◆ REQUIRED WORK: Set down the whole listing verbatim.

MATERIAL PROVIDED start

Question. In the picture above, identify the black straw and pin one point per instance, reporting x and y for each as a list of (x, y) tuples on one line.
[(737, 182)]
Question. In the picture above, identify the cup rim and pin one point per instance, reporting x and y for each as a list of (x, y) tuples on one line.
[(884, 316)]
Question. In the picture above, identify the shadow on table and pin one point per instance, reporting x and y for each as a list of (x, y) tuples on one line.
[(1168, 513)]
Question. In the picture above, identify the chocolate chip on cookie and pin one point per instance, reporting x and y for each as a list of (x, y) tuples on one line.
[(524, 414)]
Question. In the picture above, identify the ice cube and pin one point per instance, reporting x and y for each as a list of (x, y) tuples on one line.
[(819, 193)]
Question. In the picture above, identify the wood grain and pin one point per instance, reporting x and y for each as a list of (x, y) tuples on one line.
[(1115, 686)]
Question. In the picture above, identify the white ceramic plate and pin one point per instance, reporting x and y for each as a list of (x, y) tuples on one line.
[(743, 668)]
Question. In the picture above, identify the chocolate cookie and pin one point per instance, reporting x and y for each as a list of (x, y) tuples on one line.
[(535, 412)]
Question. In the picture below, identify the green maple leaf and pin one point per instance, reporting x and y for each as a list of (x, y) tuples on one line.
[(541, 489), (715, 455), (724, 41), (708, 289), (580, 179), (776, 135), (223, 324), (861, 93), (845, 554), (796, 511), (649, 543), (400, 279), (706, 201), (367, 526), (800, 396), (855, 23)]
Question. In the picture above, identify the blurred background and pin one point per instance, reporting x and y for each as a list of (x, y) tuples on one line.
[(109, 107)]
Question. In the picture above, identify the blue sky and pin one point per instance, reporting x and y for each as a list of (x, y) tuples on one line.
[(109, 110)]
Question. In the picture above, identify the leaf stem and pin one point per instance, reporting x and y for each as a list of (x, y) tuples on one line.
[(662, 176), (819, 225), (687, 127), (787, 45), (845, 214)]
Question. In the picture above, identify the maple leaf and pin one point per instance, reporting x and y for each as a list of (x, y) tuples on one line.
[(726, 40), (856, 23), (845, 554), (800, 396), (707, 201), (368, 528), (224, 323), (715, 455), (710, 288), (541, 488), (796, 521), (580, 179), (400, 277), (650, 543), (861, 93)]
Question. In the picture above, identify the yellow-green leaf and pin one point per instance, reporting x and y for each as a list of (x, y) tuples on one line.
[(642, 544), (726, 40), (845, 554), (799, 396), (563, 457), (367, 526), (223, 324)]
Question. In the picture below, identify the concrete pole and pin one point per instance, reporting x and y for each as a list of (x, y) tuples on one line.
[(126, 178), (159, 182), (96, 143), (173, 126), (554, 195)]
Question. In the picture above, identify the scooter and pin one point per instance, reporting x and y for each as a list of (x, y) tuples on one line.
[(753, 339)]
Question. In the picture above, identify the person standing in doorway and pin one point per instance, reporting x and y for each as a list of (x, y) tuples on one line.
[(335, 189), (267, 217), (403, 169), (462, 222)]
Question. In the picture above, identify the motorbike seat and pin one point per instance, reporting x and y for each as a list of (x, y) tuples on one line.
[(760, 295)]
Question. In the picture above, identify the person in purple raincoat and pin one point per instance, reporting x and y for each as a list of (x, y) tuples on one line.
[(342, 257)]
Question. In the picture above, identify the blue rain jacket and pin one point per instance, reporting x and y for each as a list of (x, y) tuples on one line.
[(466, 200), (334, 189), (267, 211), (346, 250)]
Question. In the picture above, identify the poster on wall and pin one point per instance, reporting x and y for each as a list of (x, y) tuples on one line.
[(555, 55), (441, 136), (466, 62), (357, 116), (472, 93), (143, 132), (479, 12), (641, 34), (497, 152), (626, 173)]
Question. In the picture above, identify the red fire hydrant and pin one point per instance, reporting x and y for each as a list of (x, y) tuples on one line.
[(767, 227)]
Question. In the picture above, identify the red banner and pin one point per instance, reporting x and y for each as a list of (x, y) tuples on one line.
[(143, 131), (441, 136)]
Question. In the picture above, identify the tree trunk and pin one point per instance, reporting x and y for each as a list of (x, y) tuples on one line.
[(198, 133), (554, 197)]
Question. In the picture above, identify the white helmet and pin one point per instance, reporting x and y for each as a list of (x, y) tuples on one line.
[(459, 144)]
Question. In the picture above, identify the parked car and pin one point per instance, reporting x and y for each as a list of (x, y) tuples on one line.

MATERIAL PROVIDED end

◆ ANSWER FOR THE TASK:
Question. In the picture above, identify the black straw and pin one point per instance, reporting x and y for each as a list of (x, y) tuples on one line.
[(737, 182)]
Question. In the picture above, identify the cup rim and pin one point per instance, reporting x and y for each as a list of (x, y) tuples on one line.
[(884, 316)]
Question. In the picture above, identify the shadow on table and pin one point per instance, reporting x and y for each as a list of (x, y) tuples on one line.
[(1168, 513)]
Question. In the picture above, identify the chocolate chip on cookie and pin one point per instance, reporting x and y for each as a list of (x, y) tuples on one line.
[(524, 414)]
Question. In the picture above, identify the ice cube and pin one point per instance, reporting x and y for each as a list of (x, y) tuples on one line.
[(819, 193)]
Question. In the picture above, identify the wood grain and pin one point per instance, reporting x and y for each as a list of (x, y) tuples on one line.
[(1115, 686)]
Question. In the picture above, identify the white ceramic plate and pin one point per instance, reporting x and y for each as a list of (x, y) tuples on one line.
[(743, 668)]
Question. In the picture above, identify the chocolate cookie and pin one point per instance, reporting x and y for each as a list of (x, y) tuples on one line.
[(535, 412)]
Question. In the picture below, identify the green maple leaf and pin one point per instance, reporting x and y for each as a list of (x, y) tuples on one line.
[(541, 489), (715, 455), (724, 41), (708, 289), (580, 179), (776, 135), (223, 324), (861, 93), (845, 554), (796, 511), (649, 543), (400, 279), (706, 201), (367, 526), (800, 396), (855, 23)]
Question. In the picture above, identify the blurred background and pin one point per instance, reporting x and y for each as a list of (x, y) tuples on one line.
[(109, 107)]
Question. In the picture above, identify the blue sky and pin one point per instance, reporting x and y for each as a list of (x, y) tuples on one line.
[(109, 110)]
Question. In the picture above, identify the leaf stem and pin one point per instance, reporting x and y for each as a list of (x, y) tuples on one line.
[(662, 176), (819, 225), (687, 127), (787, 45), (845, 214)]
Question. In the picture above, identify the maple leaf and pin one point per instance, reporting x and y for each as a list of (x, y) tuples on one line.
[(726, 40), (856, 23), (845, 554), (800, 396), (707, 201), (368, 528), (224, 323), (715, 455), (710, 288), (541, 488), (796, 521), (580, 179), (400, 277), (650, 543), (861, 93)]
Question. In the picture above, identify the yellow-green leaf and pin one point per instance, reporting x and y for each as a list of (x, y) tuples on one line.
[(642, 544), (726, 40), (845, 554), (799, 396), (563, 457), (367, 526), (223, 324)]
Question. In the picture below, identify the concrete pole and pin one point per instance, reporting x and y for each as a list of (x, y) tuples on one line.
[(126, 178), (159, 182), (96, 143), (173, 126), (554, 195)]
Question. In the picture above, identify the scooter and pin one point per instance, reporting x and y for each as a list of (x, y) tuples on one line.
[(753, 339)]
Question. In the picture above, identify the person standing in doorway and pin one point per instance, reporting x and y for each as a list of (x, y) tuples on one line.
[(335, 189), (267, 217), (403, 169), (462, 222)]
Question. In the picture above, identify the motorbike seat and pin one point per instance, reporting x and y for each as a list of (x, y) tuples on one line.
[(760, 295)]
Question. In the picture above, identify the person in purple raincoat and pin one point per instance, reporting x and y for each as a list of (x, y) tuples on one line.
[(342, 257)]
Question. In the picture above, identify the blue rain jacket and pin one point per instance, reporting x and y for each as a list of (x, y) tuples on one line.
[(466, 200), (334, 189), (267, 211), (346, 250)]
Question. In the picture above, identify the poster on wall and pin one point per instance, reporting x and y for each as a list of (x, y) tuples on one line.
[(555, 55), (441, 136), (466, 62), (357, 116), (472, 93), (143, 132), (479, 12), (641, 34), (497, 152), (626, 173)]
Question. In the picture above, identify the red fire hydrant and pin one point per instance, reporting x and y for each as a list of (x, y) tuples on one line.
[(767, 227)]
Question. In the picture above, identify the red banner and pin one point per instance, reporting x and y for each as a list of (x, y) tuples on one line.
[(143, 131), (441, 136)]
Question. In the picture above, identify the tree trunk and pin one point per instance, reporting x and y for each as a list of (x, y) tuples on one line.
[(198, 133), (554, 197)]
Question. In the picture above, identify the white helmet and pin one point per instance, reporting x and y for each as a list of (x, y) tuples on one line.
[(459, 144)]
Question. In the picture above, identify the parked car and pin one point per instance, reporting x and y for each as a list of (x, y) tuples on one line.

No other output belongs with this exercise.